> **Records to process**
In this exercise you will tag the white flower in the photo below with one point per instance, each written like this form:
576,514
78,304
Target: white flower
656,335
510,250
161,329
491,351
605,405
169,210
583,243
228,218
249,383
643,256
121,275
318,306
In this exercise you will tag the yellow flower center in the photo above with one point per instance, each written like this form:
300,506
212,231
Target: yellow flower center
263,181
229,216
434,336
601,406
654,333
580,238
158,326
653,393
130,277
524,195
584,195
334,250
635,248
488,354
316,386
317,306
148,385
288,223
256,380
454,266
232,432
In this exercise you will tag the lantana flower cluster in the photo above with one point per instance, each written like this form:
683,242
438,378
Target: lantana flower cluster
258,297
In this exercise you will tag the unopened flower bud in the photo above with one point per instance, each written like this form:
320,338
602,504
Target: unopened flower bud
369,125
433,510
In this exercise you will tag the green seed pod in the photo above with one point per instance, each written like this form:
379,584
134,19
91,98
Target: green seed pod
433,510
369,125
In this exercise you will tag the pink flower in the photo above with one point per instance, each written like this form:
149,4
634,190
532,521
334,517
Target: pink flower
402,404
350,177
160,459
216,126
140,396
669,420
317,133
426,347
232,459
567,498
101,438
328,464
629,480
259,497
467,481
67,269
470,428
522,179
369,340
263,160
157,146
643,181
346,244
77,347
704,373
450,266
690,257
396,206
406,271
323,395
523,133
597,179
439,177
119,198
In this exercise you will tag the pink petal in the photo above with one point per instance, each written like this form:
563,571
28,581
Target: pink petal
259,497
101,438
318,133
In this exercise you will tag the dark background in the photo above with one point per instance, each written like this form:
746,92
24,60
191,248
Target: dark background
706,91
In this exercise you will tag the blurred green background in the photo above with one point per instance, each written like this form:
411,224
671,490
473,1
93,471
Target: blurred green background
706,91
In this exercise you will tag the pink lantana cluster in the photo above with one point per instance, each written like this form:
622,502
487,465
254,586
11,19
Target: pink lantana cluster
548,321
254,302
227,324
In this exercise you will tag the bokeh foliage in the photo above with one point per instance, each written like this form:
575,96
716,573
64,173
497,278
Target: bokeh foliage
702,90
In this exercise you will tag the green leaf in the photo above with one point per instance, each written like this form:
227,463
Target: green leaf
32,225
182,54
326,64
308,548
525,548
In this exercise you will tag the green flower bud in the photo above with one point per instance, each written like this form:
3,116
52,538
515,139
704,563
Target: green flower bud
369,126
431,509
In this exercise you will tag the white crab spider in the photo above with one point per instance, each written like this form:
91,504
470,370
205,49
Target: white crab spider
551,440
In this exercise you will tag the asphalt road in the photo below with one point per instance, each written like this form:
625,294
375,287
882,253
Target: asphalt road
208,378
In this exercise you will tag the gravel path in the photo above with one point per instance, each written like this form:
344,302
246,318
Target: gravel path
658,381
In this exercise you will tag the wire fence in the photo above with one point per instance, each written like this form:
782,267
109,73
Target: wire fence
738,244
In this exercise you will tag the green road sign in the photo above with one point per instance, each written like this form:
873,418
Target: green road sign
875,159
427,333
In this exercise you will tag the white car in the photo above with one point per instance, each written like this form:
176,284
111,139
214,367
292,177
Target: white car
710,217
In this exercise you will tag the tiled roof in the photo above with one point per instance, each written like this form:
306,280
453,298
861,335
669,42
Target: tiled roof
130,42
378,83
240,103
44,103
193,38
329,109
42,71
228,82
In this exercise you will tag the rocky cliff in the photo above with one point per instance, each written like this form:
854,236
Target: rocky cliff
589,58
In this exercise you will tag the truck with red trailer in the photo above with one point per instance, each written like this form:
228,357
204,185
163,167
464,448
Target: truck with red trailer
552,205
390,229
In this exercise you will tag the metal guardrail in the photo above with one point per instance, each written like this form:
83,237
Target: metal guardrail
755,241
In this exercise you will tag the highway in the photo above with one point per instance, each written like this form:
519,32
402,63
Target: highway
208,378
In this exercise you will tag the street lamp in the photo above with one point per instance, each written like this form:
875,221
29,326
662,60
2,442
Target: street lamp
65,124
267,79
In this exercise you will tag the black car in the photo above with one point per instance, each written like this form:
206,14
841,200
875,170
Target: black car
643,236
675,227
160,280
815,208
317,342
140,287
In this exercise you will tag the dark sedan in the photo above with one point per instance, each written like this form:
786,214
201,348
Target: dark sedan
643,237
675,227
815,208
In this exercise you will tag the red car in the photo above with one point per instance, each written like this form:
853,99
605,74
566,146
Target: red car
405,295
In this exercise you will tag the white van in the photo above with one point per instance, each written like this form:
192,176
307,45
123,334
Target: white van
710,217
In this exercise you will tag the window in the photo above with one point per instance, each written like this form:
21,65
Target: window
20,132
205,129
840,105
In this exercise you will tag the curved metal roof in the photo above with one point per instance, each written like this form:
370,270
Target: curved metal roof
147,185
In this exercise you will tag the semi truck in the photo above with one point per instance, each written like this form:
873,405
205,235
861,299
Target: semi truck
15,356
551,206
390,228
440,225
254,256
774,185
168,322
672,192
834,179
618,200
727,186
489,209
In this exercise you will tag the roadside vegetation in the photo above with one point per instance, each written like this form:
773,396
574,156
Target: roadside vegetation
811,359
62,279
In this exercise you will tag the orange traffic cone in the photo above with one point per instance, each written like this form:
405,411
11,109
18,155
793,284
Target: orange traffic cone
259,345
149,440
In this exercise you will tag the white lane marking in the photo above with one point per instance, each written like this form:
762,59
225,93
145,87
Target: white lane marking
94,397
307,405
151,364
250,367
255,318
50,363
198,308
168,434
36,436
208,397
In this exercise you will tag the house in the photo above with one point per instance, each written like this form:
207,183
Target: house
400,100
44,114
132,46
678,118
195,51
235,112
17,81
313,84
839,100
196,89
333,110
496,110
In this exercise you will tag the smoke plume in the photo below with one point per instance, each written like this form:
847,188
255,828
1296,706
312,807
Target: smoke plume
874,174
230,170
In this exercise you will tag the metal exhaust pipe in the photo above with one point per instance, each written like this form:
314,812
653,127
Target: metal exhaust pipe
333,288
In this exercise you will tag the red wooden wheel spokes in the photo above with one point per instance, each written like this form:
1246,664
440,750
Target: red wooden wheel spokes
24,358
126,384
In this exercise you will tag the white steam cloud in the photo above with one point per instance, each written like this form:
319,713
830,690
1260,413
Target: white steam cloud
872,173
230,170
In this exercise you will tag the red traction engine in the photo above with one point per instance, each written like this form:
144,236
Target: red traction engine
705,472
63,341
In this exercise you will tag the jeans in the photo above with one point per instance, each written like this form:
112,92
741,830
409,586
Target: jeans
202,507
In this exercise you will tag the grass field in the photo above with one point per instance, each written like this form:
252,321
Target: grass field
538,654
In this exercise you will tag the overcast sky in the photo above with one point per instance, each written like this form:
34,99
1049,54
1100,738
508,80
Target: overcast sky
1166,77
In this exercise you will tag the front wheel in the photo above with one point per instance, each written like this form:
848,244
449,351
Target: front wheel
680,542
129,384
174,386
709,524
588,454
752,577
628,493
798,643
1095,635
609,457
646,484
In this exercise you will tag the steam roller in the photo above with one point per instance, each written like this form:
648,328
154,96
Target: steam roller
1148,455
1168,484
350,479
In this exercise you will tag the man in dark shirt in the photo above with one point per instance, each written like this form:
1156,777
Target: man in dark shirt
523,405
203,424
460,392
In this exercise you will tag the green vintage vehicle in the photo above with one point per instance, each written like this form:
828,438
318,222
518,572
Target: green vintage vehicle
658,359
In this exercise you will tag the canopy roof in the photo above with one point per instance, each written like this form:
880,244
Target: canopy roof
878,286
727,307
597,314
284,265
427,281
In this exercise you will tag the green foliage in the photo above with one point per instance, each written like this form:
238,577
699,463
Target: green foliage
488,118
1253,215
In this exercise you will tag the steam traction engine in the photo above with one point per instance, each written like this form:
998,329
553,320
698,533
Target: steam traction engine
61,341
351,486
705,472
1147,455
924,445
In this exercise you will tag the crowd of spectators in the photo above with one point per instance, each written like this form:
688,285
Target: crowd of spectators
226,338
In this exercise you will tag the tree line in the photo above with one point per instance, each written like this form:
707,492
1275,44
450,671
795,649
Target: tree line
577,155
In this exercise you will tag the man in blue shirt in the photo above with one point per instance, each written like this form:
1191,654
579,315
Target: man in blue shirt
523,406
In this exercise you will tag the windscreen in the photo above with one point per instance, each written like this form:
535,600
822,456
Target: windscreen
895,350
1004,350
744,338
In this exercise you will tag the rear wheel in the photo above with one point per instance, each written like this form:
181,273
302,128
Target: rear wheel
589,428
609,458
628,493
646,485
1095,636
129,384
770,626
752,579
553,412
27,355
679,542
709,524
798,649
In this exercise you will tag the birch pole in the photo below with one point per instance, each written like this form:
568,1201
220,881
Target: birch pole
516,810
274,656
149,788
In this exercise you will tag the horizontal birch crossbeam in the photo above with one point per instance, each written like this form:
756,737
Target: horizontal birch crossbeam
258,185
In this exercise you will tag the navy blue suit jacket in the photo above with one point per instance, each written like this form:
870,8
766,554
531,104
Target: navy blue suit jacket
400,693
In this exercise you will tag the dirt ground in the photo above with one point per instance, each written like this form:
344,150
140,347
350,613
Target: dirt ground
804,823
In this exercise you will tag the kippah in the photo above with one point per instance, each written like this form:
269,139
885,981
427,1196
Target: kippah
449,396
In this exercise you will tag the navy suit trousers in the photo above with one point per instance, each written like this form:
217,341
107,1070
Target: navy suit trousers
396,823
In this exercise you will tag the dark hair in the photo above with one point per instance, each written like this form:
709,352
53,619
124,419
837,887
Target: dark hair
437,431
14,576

> **Task goal**
Put every line of the material above, from the one containing "In this exercise you will tag the kippah" down to the last line, into a JSON list of strings with one string per line and no blank lines.

> **Solution below**
[
  "In this exercise you will tag the kippah in the photo above with one point per instance, each written like this form:",
  "269,139",
  "885,981",
  "427,1196",
  "Target: kippah",
  "449,396",
  "In this exercise you will tag the navy suit trousers in the photo above with one point per instance, each written like this form:",
  "217,341",
  "107,1070",
  "Target: navy suit trousers",
  "396,823",
  "In this exercise you will tag the dark hair in the photo above with one point per instance, each written like this form:",
  "709,352",
  "53,619",
  "124,419",
  "837,887",
  "Target: dark hair",
  "437,431",
  "14,576"
]